= Rows from a dataset =
___

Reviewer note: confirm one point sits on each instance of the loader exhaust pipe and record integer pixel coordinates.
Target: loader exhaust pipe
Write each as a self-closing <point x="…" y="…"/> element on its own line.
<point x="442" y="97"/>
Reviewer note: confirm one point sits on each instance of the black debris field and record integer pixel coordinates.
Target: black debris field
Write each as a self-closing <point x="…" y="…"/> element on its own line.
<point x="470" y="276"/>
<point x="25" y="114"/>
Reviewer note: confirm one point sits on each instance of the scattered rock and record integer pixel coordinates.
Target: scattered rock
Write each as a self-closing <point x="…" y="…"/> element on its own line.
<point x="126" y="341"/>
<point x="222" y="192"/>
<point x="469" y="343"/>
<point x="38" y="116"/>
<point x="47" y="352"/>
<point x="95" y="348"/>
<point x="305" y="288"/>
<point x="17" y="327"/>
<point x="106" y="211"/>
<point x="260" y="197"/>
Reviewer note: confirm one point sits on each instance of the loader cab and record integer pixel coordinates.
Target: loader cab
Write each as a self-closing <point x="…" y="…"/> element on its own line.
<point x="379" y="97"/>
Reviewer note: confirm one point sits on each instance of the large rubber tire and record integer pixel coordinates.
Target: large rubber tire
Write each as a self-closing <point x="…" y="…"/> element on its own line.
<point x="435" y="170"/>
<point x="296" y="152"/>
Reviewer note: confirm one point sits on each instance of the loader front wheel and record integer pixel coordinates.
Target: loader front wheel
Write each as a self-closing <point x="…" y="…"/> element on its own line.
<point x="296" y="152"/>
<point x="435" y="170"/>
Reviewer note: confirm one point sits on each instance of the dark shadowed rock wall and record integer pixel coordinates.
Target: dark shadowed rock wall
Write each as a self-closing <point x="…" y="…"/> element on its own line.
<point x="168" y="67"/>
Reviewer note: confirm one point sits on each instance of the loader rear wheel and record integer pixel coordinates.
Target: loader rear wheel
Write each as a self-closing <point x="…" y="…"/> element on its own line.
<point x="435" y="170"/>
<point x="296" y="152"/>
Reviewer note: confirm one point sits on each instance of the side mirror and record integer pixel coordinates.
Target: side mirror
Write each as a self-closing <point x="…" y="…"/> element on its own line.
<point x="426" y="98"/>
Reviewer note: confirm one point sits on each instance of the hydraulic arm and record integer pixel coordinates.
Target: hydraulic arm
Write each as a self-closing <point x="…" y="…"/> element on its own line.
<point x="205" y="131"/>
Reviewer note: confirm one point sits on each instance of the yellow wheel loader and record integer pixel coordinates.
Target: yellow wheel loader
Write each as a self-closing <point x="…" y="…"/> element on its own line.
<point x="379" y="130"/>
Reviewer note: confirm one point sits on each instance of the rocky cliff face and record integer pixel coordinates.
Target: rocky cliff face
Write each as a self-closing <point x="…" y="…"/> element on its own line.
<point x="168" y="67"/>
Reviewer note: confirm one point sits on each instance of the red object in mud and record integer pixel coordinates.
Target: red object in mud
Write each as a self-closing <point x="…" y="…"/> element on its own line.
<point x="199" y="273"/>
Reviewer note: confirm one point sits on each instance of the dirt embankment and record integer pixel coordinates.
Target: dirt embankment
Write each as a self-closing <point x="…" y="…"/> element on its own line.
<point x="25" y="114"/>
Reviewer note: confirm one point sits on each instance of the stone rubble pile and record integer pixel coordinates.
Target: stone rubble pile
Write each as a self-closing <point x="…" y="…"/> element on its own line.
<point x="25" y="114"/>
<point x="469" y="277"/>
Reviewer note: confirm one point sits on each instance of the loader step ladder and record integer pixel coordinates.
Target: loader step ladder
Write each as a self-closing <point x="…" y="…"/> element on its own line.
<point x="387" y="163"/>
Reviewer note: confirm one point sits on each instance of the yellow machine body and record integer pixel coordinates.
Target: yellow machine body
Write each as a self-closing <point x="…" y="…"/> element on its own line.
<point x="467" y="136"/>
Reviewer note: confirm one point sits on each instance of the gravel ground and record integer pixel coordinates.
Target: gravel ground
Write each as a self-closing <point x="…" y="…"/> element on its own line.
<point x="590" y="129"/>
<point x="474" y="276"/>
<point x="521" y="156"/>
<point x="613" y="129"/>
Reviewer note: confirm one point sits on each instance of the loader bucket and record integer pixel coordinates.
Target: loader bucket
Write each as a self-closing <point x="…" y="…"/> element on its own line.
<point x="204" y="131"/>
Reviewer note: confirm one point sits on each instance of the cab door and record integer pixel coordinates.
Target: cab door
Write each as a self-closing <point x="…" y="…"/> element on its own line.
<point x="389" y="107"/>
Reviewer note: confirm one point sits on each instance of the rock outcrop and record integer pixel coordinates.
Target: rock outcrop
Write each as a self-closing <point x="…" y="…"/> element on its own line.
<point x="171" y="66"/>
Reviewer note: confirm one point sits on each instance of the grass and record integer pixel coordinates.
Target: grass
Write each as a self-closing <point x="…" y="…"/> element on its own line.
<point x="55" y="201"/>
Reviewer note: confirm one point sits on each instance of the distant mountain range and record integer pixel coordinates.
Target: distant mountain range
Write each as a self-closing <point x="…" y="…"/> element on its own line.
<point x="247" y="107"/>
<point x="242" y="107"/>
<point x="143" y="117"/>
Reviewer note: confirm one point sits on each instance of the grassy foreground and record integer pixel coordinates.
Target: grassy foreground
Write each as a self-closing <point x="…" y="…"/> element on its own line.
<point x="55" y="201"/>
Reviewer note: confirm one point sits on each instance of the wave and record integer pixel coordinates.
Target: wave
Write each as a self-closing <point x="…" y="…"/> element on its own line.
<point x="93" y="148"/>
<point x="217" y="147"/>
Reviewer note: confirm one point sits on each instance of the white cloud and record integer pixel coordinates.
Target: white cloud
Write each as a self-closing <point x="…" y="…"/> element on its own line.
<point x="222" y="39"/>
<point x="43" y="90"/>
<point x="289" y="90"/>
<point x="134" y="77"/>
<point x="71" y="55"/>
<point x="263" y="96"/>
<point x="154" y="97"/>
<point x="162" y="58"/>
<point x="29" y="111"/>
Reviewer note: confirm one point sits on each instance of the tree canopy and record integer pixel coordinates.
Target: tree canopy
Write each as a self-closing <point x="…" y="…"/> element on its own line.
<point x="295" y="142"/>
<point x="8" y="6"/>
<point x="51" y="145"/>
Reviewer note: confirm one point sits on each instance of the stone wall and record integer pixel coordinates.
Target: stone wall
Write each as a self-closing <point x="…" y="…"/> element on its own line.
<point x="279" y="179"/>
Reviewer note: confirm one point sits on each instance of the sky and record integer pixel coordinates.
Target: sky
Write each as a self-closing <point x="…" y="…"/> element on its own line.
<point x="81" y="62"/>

___

Begin at the line that has "cloud and record integer pixel coordinates." and stop after the last line of the items, writing every line out again with the requests unchanged. Offset each x and y coordinate in the answers by adding 38.

= RESPONSE BELOW =
Reviewer note: confirm one point sits on each instance of the white cloud and record integer pixel coordinates.
Target: white cloud
Write each as a self-closing <point x="…" y="…"/> element on its own line.
<point x="260" y="77"/>
<point x="81" y="128"/>
<point x="327" y="128"/>
<point x="172" y="115"/>
<point x="109" y="93"/>
<point x="301" y="134"/>
<point x="192" y="135"/>
<point x="200" y="96"/>
<point x="67" y="149"/>
Reviewer note: confirm one point sits on each instance of the tree canopy and record integer pixel coordinates.
Target: tree canopy
Write each as a self-closing <point x="…" y="…"/> element on its own line.
<point x="333" y="180"/>
<point x="46" y="44"/>
<point x="89" y="183"/>
Reviewer note: confirm one point sits on each instance of the stone wall and record integer pixel coordinates.
Target: stone wall
Write each as a self-closing <point x="…" y="…"/> element on its own line.
<point x="317" y="217"/>
Reviewer note: confirm one point sits on each instance of the sky and record integer pixel coordinates.
Target: sky
Write each as a self-closing <point x="…" y="…"/> element on its own line.
<point x="119" y="100"/>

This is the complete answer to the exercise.